# Material provided
━━━━━━━━━━━━━━━━

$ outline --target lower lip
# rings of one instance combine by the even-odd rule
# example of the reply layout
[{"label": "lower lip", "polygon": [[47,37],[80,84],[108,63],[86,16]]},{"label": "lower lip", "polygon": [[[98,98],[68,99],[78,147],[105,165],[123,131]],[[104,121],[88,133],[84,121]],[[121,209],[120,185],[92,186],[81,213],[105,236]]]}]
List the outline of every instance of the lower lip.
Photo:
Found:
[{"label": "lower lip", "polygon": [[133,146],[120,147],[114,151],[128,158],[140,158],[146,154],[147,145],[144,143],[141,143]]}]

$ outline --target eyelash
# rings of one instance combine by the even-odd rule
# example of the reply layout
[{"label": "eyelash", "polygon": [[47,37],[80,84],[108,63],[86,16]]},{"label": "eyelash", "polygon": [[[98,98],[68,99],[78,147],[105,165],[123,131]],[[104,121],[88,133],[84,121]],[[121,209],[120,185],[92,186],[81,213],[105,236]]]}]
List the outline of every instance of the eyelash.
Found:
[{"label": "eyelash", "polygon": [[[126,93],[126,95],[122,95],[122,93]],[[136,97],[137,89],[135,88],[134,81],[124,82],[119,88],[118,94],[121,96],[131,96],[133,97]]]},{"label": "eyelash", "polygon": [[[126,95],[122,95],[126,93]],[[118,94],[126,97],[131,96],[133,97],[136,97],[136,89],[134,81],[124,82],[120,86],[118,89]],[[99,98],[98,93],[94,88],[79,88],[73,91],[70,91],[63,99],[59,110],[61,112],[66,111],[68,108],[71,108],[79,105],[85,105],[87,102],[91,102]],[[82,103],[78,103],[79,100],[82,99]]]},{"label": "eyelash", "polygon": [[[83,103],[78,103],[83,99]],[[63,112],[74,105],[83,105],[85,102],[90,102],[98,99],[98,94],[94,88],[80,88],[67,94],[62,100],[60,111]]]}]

━━━━━━━━━━━━━━━━

# Instruction
Rewrite all the rows above, swapping every "reply layout" for "answer format" and changing nothing else.

# Solution for this task
$ outline --target lower lip
# rings of one instance combine by the even-odd rule
# example of the answer format
[{"label": "lower lip", "polygon": [[47,37],[80,84],[108,63],[86,16]]},{"label": "lower lip", "polygon": [[[98,98],[68,99],[78,147],[105,165],[123,131]],[[104,121],[88,133],[84,121]],[[121,209],[120,185],[92,186],[81,213],[105,236]]]}]
List the outline of every instance of the lower lip.
Photo:
Found:
[{"label": "lower lip", "polygon": [[133,146],[120,147],[114,151],[128,158],[140,158],[146,154],[147,145],[144,143],[141,143]]}]

$ outline --target eyelash
# rings of one instance combine by the even-odd rule
# example of the answer format
[{"label": "eyelash", "polygon": [[47,37],[80,84],[108,63],[86,16]]},{"label": "eyelash", "polygon": [[[98,98],[68,99],[78,147],[105,165],[123,131]],[[104,121],[88,133],[84,121]],[[121,209],[120,185],[92,186],[81,213],[105,236]]]}]
List the outline of every instance of the eyelash.
Found:
[{"label": "eyelash", "polygon": [[[126,93],[126,95],[122,95],[122,93]],[[136,97],[137,89],[135,88],[134,81],[124,82],[119,88],[118,94],[121,96],[131,96],[133,97]]]},{"label": "eyelash", "polygon": [[[126,95],[122,95],[126,93]],[[118,94],[126,97],[131,96],[133,97],[136,97],[136,89],[134,81],[124,82],[120,86],[118,89]],[[99,98],[98,93],[94,88],[79,88],[73,91],[70,91],[63,99],[59,110],[61,112],[66,111],[68,108],[71,108],[79,105],[85,105],[87,102],[91,102]],[[82,103],[78,103],[79,100],[82,99]]]},{"label": "eyelash", "polygon": [[[83,103],[78,103],[83,99]],[[63,112],[74,105],[83,105],[85,102],[90,102],[98,99],[98,94],[94,88],[80,88],[67,94],[62,100],[60,111]]]}]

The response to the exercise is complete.